__Document text__
━━━
Likelihood ratio tests for nested hypotheses

  • The whole parameter space on which the model is defined is \(\Theta\subset{\mathbb{R}}^D\).

  • Suppose we have two nested hypotheses \[\begin{eqnarray} H^{\langle 0\rangle} &:& \theta\in \Theta^{\langle 0\rangle}, \\ H^{\langle 1\rangle} &=& \theta\in \Theta^{\langle 1\rangle}, \end{eqnarray}\] defined via two nested parameter subspaces, \(\Theta^{\langle 0\rangle}\subset \Theta^{\langle 1\rangle}\), with respective dimensions \(D^{\langle 0\rangle}< D^{\langle 1\rangle}\le D\).

  • We consider the log likelihood maximized over each of the hypotheses, \[\begin{eqnarray} \ell^{\langle 0\rangle} &=& \sup_{\theta\in \Theta^{\langle 0\rangle}} \ell(\theta), \\ \ell^{\langle 1\rangle} &=& \sup_{\theta\in \Theta^{\langle 1\rangle}} \ell(\theta). \end{eqnarray}\]

  • A useful approximation asserts that, under the hypothesis \(H^{\langle 0\rangle}\), \[ \ell^{\langle 1\rangle} - \ell^{\langle 0\rangle} \approx (1/2) \chi^2_{D^{\langle 1\rangle}- D^{\langle 0\rangle}}, \] where \(\chi^2_d\) is a chi-squared random variable on \(d\) degrees of freedom and \(\approx\) means “is approximately distributed as.”

  • We will call this the Wilks approximation.

  • The Wilks approximation can be used to construct a hypothesis test of the null hypothesis \(H^{\langle 0\rangle}\) against the alternative \(H^{\langle 1\rangle}\).

  • This is called a likelihood ratio test since a difference of log likelihoods corresponds to a ratio of likelihoods.

  • When the data are IID, \(N\to\infty\), and the hypotheses satisfy suitable regularity conditions, this approximation can be derived mathematically and is known as Wilks’s theorem.

  • The chi-squared approximation to the likelihood ratio statistic may be useful, and can be assessed empirically by a simulation study, even in situations that do not formally satisfy any known theorem.
━━━
__Data lines__
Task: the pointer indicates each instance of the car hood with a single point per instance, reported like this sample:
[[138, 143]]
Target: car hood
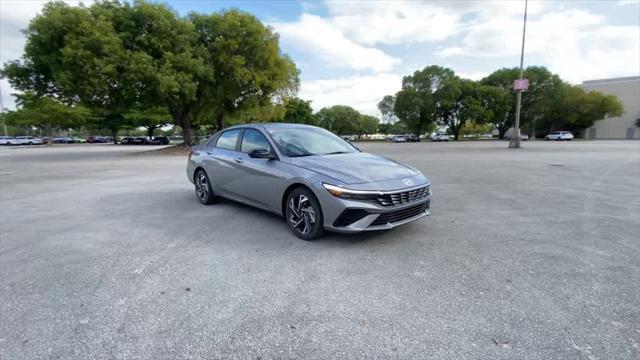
━━━
__Given task__
Answer these from the likelihood ratio test text:
1. What name is given to the approximation of the difference in maximized log likelihoods?
2. Why is the test called a likelihood ratio test?
3. How can the chi-squared approximation be checked empirically?
You won't need the listing for this.

__Answer for this exercise__
1. The Wilks approximation.
2. Because a difference of log likelihoods corresponds to a ratio of likelihoods.
3. By a simulation study.